** start of DOCUMENT **

# Exposed Aggregate Gone Awry



## JackOfAll (Jun 11, 2007)

I need some help.  While doing an exp. Agg. patio on a hot day, the concrete set faster than I could get all the stone embedded.  The result is a shabby-looking slab surface with some stone embedded, some areas just pitted, where the stone made an impression.  I'm considering a surface grinder to try and at least smooth the surface.

Any other options?


----------



## Square Eye (Jun 11, 2007)

Professionals would tear it out and start over.. 
Grinding exposed ag will surely loosen some of the embedded stone and leave you with even more pitting.
In my area, we use concrete with the stone mixed in. Pour the concrete, screed it off, finish the edges and form our expansion joints, then when it's hardening, wash it down with a push broom and a water hose. A little muratic acid wash when done and it looks very nice. When sealed, it looks even better!

** end of DOCUMENT **
** start of STORED ROWS **

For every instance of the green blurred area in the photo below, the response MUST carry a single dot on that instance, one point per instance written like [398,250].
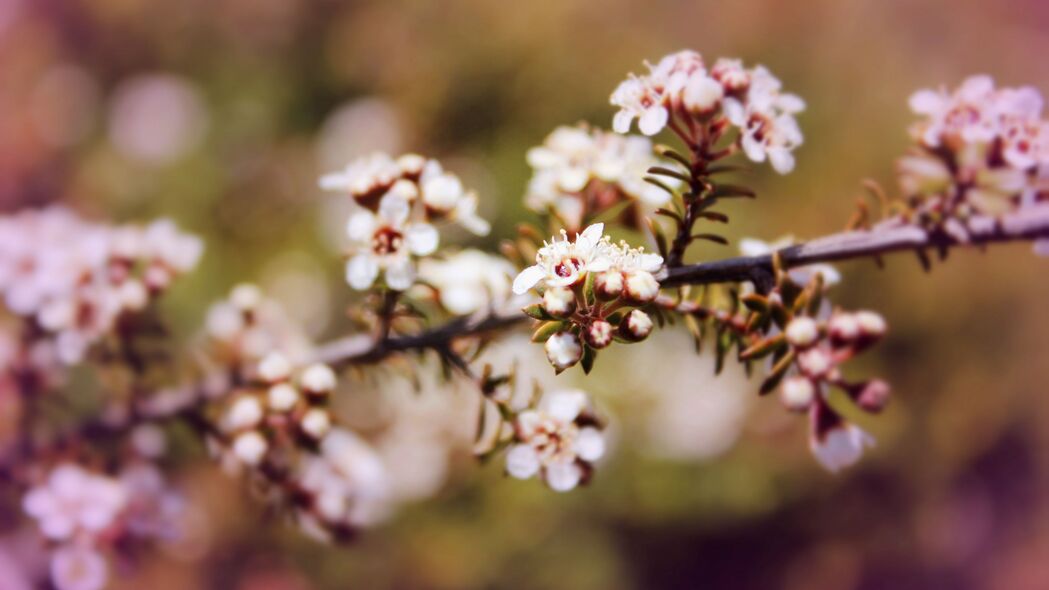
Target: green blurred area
[954,497]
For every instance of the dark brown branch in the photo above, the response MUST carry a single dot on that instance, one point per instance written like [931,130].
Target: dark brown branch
[886,237]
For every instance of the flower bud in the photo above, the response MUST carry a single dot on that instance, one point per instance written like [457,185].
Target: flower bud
[274,367]
[318,379]
[803,332]
[282,397]
[608,286]
[874,396]
[843,329]
[563,350]
[815,362]
[244,413]
[636,327]
[316,422]
[797,393]
[250,447]
[871,324]
[599,334]
[559,301]
[641,287]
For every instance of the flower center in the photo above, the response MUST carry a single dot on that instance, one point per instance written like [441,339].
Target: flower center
[386,240]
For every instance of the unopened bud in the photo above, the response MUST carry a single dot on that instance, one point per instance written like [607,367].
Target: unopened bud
[599,334]
[871,323]
[637,325]
[608,286]
[274,366]
[797,393]
[559,301]
[563,350]
[641,287]
[803,332]
[318,379]
[874,396]
[316,422]
[282,397]
[843,329]
[250,447]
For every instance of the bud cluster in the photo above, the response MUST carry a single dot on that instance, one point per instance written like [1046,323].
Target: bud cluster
[579,172]
[73,279]
[593,292]
[397,204]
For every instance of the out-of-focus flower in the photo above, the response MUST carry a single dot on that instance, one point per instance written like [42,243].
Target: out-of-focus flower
[156,118]
[399,202]
[72,500]
[563,262]
[77,567]
[558,441]
[680,86]
[579,172]
[469,280]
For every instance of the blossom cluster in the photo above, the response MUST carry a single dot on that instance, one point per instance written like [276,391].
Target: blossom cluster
[73,278]
[397,204]
[558,440]
[681,87]
[819,348]
[980,146]
[579,172]
[84,512]
[589,287]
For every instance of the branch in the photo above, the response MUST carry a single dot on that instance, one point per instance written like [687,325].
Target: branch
[890,236]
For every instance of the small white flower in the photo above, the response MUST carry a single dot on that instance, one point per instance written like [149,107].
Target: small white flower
[76,567]
[563,350]
[841,446]
[552,443]
[563,264]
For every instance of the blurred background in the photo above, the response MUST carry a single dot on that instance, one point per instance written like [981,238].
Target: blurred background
[221,113]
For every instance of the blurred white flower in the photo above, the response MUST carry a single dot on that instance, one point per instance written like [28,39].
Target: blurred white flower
[555,442]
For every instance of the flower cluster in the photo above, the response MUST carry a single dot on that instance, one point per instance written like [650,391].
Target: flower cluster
[589,286]
[580,172]
[558,440]
[818,348]
[397,204]
[978,146]
[83,512]
[681,87]
[73,279]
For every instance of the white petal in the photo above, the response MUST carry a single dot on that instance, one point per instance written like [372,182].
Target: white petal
[528,278]
[361,271]
[400,275]
[422,238]
[563,405]
[590,444]
[653,120]
[522,461]
[563,476]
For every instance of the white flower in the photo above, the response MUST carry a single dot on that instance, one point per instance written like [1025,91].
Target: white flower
[76,567]
[563,264]
[800,275]
[385,241]
[573,159]
[469,280]
[553,444]
[75,500]
[840,446]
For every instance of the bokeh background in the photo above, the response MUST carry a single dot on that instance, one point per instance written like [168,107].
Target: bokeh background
[221,113]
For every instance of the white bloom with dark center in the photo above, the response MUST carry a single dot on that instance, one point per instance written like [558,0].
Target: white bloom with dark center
[385,241]
[841,446]
[564,264]
[552,443]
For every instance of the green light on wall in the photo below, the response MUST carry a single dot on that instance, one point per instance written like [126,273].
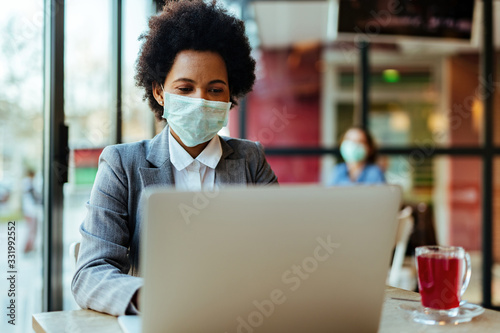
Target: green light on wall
[390,75]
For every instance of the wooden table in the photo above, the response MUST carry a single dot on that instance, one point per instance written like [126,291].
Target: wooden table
[393,319]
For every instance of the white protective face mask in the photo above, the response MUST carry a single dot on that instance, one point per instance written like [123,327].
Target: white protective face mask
[195,120]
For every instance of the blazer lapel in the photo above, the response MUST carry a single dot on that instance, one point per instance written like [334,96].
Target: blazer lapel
[229,170]
[159,156]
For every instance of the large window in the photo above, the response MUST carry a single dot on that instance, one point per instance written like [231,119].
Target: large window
[90,105]
[21,148]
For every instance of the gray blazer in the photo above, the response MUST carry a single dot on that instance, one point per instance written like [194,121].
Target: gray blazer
[107,275]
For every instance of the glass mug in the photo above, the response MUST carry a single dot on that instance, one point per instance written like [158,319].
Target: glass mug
[443,276]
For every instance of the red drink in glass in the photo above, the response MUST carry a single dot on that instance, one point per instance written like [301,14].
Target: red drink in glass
[440,281]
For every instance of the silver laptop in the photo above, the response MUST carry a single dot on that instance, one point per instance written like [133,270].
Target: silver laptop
[279,259]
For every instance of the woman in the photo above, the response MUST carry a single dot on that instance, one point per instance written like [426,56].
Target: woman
[359,154]
[194,64]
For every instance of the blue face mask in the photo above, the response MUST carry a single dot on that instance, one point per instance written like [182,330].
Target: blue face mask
[195,120]
[352,152]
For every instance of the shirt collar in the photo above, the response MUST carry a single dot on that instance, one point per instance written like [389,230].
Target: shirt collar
[180,158]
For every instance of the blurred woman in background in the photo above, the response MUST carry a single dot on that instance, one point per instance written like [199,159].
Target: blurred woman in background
[359,154]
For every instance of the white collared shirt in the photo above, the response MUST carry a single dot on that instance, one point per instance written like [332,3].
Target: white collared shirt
[194,174]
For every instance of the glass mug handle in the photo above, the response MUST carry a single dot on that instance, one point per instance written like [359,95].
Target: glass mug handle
[467,274]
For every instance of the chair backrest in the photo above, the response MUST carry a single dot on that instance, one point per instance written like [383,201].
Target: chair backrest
[405,227]
[74,248]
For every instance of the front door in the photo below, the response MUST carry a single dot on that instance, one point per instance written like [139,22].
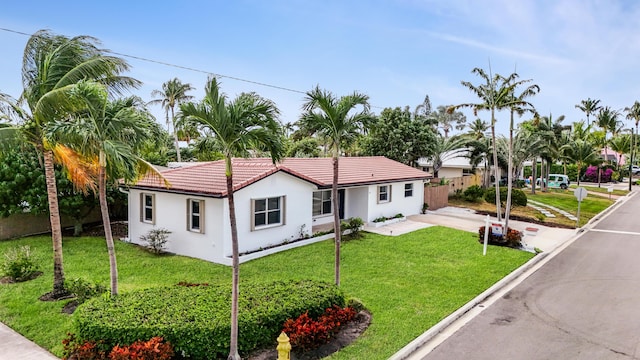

** end of STORED ROWS **

**TASK REQUIREMENTS:**
• A. Translate this sentence from the exposed aggregate thread into Spanish: "I'm considering a surface grinder to try and at least smooth the surface."
• B. Write out the exposed aggregate thread from "I need some" to "even more pitting.".
• C. Carry on the exposed aggregate patio thread from the point where it stops.

**FINAL RESULTS:**
• A. Estoy considerando una pulidora de superficies para intentar al menos alisar la superficie.

• B.
I need some help.  While doing an exp. Agg. patio on a hot day, the concrete set faster than I could get all the stone embedded.  The result is a shabby-looking slab surface with some stone embedded, some areas just pitted, where the stone made an impression.  I'm considering a surface grinder to try and at least smooth the surface.

Any other options?


----------



## Square Eye (Jun 11, 2007)

Professionals would tear it out and start over.. 
Grinding exposed ag will surely loosen some of the embedded stone and leave you with even more pitting.

• C.
----------



## JackOfAll (Jun 14, 2007)

Thank you Square Eye, given that I can't tear it out, do you think I can grind through until I have a smooth surface?  What do you think that would take?


----------



## Square Eye (Jun 14, 2007)

You can rent a concrete floor grinder, Be prepared to run it a half a day or more. Very dusty, very messy work. A grinder takes a bit of getting used to.


----------



## JackOfAll (Jun 14, 2007)

Thanks,  I'll see where that takes me.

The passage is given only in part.